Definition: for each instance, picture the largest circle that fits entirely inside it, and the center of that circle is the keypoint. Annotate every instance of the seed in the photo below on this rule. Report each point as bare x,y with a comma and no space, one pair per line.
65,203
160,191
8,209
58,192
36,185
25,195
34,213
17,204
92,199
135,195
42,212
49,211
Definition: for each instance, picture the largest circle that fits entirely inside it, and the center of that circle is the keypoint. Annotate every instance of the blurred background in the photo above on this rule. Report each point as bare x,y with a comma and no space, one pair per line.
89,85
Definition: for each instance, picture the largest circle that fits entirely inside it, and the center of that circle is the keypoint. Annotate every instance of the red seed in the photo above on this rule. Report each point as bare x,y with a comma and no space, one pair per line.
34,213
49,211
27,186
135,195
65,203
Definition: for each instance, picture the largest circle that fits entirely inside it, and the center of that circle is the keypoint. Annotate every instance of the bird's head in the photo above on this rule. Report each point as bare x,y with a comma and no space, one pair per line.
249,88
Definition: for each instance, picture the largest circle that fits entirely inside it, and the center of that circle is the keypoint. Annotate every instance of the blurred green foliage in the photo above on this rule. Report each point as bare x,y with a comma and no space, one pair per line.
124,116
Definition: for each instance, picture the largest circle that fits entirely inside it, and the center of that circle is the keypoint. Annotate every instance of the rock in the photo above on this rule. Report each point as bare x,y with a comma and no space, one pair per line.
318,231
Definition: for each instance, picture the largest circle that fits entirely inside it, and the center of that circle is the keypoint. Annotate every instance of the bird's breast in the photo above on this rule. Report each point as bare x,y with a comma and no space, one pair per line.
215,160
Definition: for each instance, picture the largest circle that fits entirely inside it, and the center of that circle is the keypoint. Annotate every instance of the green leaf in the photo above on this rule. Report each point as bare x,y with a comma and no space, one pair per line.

.....

**Task item**
The line containing "of the rock" and every line after it, up to and including the last line of the records, should be reproduced exactly, with nothing else.

**Written answer**
Definition: for each instance, picture the largest circle that fits entirely inside it, and the center of that circle is the keypoint. Annotate every instance of the rock in the photo above on this rule. Report each point as bare x,y with a comma and no space, one pair per line.
318,231
Definition: for each instance, picture the largest circle that fits entirely inside it, and the center of that circle is the keypoint. Annotate every instance of the bird's breast in the photo above on this rule. Report each point as bare x,y with a comma and no space, one pair per line.
215,160
Definition: for each instance, picture the largest circle that fits entirely inside it, and the center of that circle is the keypoint. Annotate every instance of the green leaf in the photo above on this rule. Report each point as bare x,y with a comma and no space, one pair per line.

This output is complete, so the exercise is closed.